■ **DATASET**:
★ ★ ★ ★ ★ ★ ★

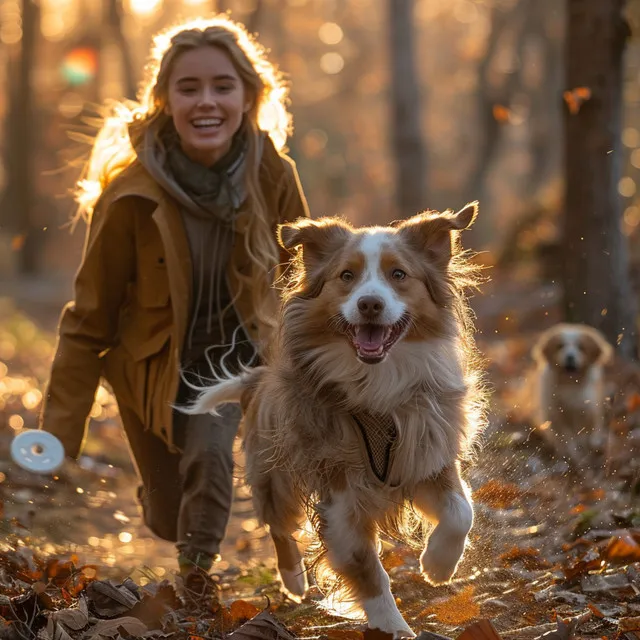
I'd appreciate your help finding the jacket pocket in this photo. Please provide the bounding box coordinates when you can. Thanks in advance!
[120,306,173,362]
[136,229,169,309]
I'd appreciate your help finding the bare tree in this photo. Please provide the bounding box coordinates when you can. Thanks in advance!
[104,0,137,100]
[387,0,427,216]
[0,0,41,274]
[563,0,637,357]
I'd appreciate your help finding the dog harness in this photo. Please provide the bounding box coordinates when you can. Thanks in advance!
[351,411,398,484]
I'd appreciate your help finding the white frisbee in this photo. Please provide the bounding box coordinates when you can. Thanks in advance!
[11,429,64,473]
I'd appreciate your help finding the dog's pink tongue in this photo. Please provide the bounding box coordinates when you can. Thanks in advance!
[355,324,384,351]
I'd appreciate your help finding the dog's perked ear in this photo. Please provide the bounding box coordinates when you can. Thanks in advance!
[397,202,478,267]
[580,326,614,366]
[531,329,562,365]
[278,218,351,262]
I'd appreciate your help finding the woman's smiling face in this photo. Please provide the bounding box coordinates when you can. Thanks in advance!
[166,46,250,167]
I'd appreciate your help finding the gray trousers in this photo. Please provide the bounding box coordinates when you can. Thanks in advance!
[123,389,240,558]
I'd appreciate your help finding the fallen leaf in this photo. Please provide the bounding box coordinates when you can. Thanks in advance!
[330,629,365,640]
[500,547,551,571]
[562,87,591,116]
[580,573,629,593]
[227,609,296,640]
[564,547,602,580]
[603,531,640,564]
[230,600,260,624]
[86,578,140,618]
[364,628,393,640]
[82,616,148,640]
[456,619,501,640]
[493,104,511,122]
[473,480,523,509]
[535,611,592,640]
[618,616,640,631]
[418,585,480,625]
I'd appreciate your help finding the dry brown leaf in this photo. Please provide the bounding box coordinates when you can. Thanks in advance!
[330,629,365,640]
[562,87,591,116]
[563,547,602,580]
[227,609,296,640]
[618,616,640,631]
[500,547,551,571]
[82,616,149,640]
[473,480,522,509]
[418,585,480,625]
[493,104,511,122]
[363,629,393,640]
[602,531,640,564]
[535,611,592,640]
[456,619,501,640]
[229,600,260,624]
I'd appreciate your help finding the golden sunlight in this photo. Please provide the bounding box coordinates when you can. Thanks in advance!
[128,0,162,16]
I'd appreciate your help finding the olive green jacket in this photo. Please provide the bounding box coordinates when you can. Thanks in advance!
[40,144,309,457]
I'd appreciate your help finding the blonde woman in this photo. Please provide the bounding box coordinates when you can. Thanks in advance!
[41,15,308,601]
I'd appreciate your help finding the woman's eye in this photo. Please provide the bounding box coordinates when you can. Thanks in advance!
[340,269,354,282]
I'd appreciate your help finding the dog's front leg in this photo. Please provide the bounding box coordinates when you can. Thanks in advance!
[319,490,415,638]
[413,465,473,584]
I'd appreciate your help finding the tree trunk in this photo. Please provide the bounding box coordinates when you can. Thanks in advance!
[387,0,428,217]
[0,0,42,274]
[105,0,137,100]
[563,0,637,358]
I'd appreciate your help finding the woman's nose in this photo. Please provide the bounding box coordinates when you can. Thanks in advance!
[198,88,216,107]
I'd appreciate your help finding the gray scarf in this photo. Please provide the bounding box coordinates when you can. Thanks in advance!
[136,128,247,226]
[136,123,262,361]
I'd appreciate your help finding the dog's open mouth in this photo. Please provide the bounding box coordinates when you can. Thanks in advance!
[347,318,409,364]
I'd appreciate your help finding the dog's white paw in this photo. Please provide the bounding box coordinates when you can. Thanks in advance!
[420,531,465,585]
[279,560,309,602]
[369,625,416,640]
[362,592,416,638]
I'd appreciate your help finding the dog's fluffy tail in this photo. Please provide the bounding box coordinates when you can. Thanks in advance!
[182,367,264,415]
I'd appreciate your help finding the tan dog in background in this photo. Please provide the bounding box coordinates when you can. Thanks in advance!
[532,324,613,465]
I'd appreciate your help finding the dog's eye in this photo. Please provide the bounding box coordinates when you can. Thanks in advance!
[340,269,354,282]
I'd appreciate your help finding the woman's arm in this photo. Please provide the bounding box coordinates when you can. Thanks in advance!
[40,200,135,458]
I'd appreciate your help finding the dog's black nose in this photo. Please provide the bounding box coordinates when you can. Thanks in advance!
[358,296,384,318]
[564,354,578,371]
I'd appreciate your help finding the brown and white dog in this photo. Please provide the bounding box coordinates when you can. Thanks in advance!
[532,324,613,466]
[189,203,485,638]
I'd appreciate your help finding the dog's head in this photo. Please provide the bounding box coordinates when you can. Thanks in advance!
[532,324,613,374]
[278,203,477,364]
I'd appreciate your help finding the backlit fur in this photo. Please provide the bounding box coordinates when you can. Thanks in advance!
[532,324,613,467]
[191,203,484,637]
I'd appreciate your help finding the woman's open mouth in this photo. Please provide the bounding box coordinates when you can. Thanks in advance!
[346,316,409,364]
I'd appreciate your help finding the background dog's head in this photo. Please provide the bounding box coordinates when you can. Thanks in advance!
[278,203,477,364]
[532,324,613,374]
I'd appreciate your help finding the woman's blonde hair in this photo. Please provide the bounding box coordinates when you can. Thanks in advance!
[76,14,292,332]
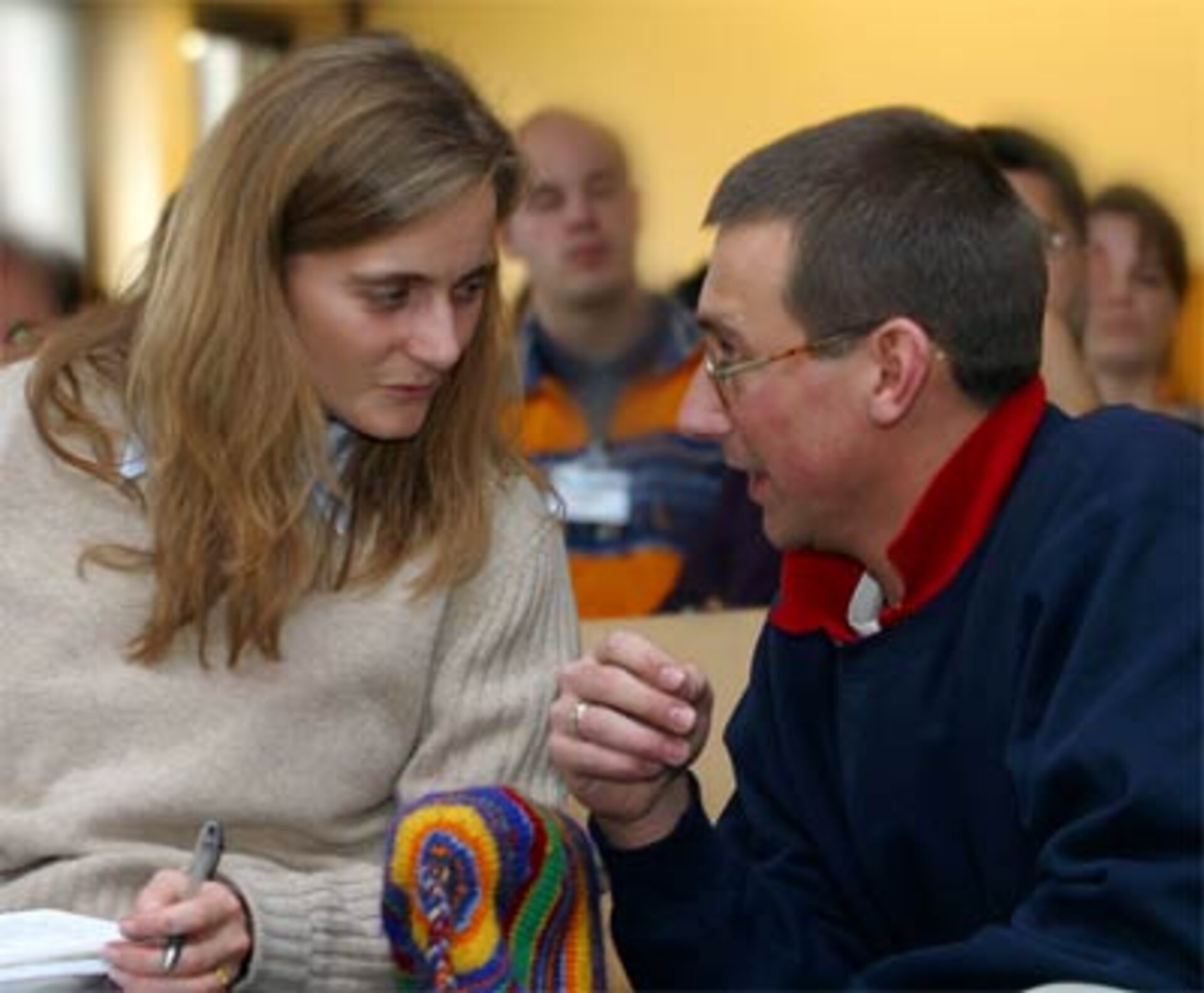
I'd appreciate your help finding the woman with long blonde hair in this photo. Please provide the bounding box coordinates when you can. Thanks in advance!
[0,36,576,990]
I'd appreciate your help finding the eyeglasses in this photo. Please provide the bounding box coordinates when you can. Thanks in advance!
[702,320,881,403]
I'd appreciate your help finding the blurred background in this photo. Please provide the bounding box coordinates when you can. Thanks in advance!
[0,0,1204,399]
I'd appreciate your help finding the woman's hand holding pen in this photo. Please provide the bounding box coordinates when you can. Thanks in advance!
[106,869,251,993]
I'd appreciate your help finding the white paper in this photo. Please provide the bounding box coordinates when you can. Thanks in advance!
[0,910,120,984]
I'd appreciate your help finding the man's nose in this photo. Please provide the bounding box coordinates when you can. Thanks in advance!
[678,362,732,441]
[564,190,597,228]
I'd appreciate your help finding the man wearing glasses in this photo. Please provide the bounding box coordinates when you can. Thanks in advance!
[550,110,1204,989]
[975,124,1099,414]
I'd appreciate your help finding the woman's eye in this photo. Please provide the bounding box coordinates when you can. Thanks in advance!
[5,320,34,344]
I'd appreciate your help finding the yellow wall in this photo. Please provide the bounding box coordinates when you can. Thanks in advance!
[369,0,1204,395]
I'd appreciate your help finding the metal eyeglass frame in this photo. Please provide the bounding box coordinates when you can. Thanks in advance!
[702,320,882,399]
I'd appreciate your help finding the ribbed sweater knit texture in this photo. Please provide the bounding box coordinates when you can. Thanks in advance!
[0,367,577,990]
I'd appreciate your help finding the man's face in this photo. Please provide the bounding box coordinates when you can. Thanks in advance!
[0,250,58,365]
[505,117,638,306]
[285,179,497,441]
[680,221,870,551]
[1004,170,1087,330]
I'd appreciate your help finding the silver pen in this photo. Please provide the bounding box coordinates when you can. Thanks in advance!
[162,821,225,972]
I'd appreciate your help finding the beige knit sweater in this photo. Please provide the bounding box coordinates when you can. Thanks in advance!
[0,367,577,990]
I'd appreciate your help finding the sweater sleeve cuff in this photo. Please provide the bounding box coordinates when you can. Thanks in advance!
[229,864,394,990]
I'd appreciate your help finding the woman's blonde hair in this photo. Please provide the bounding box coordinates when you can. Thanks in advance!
[30,35,524,666]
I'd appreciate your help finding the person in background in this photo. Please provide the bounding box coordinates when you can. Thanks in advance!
[549,108,1204,989]
[0,231,88,366]
[0,36,577,993]
[975,124,1099,414]
[666,263,781,610]
[1084,184,1201,424]
[504,108,722,617]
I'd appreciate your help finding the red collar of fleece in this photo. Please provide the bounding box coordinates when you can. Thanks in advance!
[769,378,1045,641]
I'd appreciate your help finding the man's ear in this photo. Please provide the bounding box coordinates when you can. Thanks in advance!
[869,318,941,428]
[497,214,519,258]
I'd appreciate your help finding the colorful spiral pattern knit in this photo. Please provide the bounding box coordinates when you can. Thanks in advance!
[384,787,606,993]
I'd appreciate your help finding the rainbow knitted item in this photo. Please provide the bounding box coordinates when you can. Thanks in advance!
[384,786,606,993]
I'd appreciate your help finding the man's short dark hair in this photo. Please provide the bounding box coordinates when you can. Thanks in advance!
[974,124,1087,242]
[1091,183,1190,302]
[705,108,1046,406]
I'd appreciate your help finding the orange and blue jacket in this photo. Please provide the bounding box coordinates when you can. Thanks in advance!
[520,298,722,617]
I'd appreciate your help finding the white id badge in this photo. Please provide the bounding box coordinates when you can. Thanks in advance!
[550,462,631,527]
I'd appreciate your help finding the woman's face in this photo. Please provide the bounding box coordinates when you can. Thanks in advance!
[1084,211,1179,372]
[285,183,497,441]
[0,249,58,365]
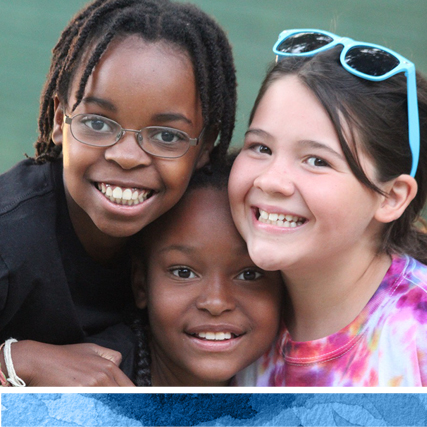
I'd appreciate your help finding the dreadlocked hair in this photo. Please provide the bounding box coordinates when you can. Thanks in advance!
[127,150,238,387]
[35,0,237,163]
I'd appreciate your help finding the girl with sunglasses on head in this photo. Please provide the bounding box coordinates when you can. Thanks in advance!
[133,159,284,387]
[229,30,427,386]
[0,0,236,386]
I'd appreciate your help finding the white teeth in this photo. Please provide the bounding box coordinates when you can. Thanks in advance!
[258,209,305,228]
[195,332,231,341]
[96,183,151,206]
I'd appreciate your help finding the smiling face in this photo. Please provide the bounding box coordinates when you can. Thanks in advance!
[134,189,283,386]
[229,76,388,273]
[52,36,210,260]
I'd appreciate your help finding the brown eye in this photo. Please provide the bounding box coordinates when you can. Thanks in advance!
[170,267,197,279]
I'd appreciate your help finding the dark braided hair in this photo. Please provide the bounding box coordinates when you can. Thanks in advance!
[35,0,236,163]
[128,151,237,387]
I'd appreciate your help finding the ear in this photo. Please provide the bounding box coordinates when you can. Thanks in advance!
[52,95,64,145]
[375,175,418,223]
[196,126,219,169]
[132,259,147,309]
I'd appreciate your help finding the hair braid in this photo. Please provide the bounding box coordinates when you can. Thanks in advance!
[35,0,236,163]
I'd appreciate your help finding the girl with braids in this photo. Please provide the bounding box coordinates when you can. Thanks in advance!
[0,0,236,386]
[229,29,427,387]
[133,157,284,386]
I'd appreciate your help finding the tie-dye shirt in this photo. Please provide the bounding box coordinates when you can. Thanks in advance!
[234,256,427,387]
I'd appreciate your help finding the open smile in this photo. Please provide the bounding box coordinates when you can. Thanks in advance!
[188,332,243,341]
[95,182,154,206]
[257,209,306,228]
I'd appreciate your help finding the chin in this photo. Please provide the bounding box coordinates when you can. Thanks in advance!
[249,247,283,271]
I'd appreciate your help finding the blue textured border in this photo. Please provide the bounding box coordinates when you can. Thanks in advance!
[1,392,427,427]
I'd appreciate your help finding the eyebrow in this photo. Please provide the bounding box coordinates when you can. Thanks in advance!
[82,96,193,125]
[82,96,117,112]
[159,245,197,254]
[245,129,271,138]
[158,244,248,255]
[299,139,344,160]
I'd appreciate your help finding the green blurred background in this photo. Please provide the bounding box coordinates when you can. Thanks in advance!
[0,0,427,173]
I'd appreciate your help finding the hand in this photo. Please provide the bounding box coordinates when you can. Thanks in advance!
[2,340,135,387]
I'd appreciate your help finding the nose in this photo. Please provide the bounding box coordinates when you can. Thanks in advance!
[105,130,153,170]
[254,159,295,196]
[196,276,236,316]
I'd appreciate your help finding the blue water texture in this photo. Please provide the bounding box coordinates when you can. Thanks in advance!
[1,392,427,427]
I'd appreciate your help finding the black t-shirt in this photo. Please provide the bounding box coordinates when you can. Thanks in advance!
[0,159,133,374]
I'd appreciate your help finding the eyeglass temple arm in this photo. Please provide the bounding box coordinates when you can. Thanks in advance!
[405,67,420,177]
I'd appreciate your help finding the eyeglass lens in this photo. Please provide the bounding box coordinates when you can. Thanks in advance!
[277,33,333,54]
[70,114,190,157]
[345,47,399,76]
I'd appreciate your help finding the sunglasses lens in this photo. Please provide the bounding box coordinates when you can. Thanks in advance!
[345,47,400,76]
[277,33,333,54]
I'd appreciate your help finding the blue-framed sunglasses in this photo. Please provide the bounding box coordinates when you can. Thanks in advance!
[273,29,420,177]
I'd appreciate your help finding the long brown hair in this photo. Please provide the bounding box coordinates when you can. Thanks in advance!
[250,47,427,264]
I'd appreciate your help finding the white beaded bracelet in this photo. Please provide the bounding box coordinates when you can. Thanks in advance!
[3,338,26,387]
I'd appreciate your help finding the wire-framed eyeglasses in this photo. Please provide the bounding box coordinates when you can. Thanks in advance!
[64,114,204,158]
[273,29,420,177]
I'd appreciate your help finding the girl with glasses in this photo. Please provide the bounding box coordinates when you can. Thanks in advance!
[229,36,427,386]
[0,0,236,386]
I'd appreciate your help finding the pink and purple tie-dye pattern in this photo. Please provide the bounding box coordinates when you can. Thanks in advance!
[235,256,427,387]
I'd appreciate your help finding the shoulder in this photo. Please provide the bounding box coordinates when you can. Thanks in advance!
[0,159,62,215]
[381,256,427,328]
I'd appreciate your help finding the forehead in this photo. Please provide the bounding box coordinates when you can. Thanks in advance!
[70,35,198,110]
[147,188,245,249]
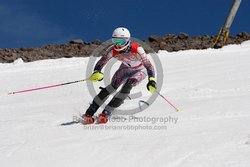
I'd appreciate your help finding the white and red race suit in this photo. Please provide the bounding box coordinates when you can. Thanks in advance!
[94,42,155,87]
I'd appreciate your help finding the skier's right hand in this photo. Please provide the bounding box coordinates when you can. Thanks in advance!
[90,71,104,82]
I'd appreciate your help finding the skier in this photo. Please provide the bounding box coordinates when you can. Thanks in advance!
[82,27,156,124]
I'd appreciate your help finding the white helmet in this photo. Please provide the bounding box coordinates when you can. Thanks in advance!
[112,27,130,51]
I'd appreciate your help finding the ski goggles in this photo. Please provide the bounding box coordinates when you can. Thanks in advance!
[112,38,128,45]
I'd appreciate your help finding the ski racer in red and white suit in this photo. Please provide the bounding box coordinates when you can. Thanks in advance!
[83,27,156,123]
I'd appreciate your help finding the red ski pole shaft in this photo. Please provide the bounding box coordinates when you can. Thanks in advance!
[8,78,89,95]
[156,91,180,112]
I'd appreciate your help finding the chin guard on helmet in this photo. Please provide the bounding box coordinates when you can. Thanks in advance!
[112,27,130,51]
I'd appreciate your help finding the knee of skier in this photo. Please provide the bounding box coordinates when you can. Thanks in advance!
[124,78,139,88]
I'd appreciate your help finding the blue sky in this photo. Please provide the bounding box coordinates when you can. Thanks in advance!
[0,0,250,48]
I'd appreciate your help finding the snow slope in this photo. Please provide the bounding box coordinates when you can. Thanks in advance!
[0,41,250,167]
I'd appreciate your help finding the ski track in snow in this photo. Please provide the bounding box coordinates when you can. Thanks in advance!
[0,41,250,167]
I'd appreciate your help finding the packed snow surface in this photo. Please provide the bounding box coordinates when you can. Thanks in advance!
[0,41,250,167]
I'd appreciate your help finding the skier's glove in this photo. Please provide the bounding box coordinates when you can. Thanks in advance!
[90,71,104,82]
[147,77,156,93]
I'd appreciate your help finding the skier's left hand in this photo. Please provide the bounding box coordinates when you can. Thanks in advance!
[147,77,156,93]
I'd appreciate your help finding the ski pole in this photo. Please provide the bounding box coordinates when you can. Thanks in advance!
[8,78,90,95]
[156,90,180,112]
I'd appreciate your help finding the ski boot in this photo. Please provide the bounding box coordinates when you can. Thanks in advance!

★ ★ ★ ★ ★ ★ ★

■ **OBJECTIVE**: Switch "gray" to "khaki" in the records above, from the line with "I'd appreciate your help finding the woman's smiling" up to and including the line with "[123,389,240,558]". Write out only those lines, leaving everything else in them as it stands.

■ **EXERCISE OUTPUT**:
I'd appreciate your help finding the woman's smiling face in this photo. Please provide the bounding box coordinates when you can. Thanks in advance!
[166,46,250,167]
I'd appreciate your help finding the khaki trousers in this photo. Please provide the bounding box coordinates when you can. Thanks in advance!
[123,389,240,558]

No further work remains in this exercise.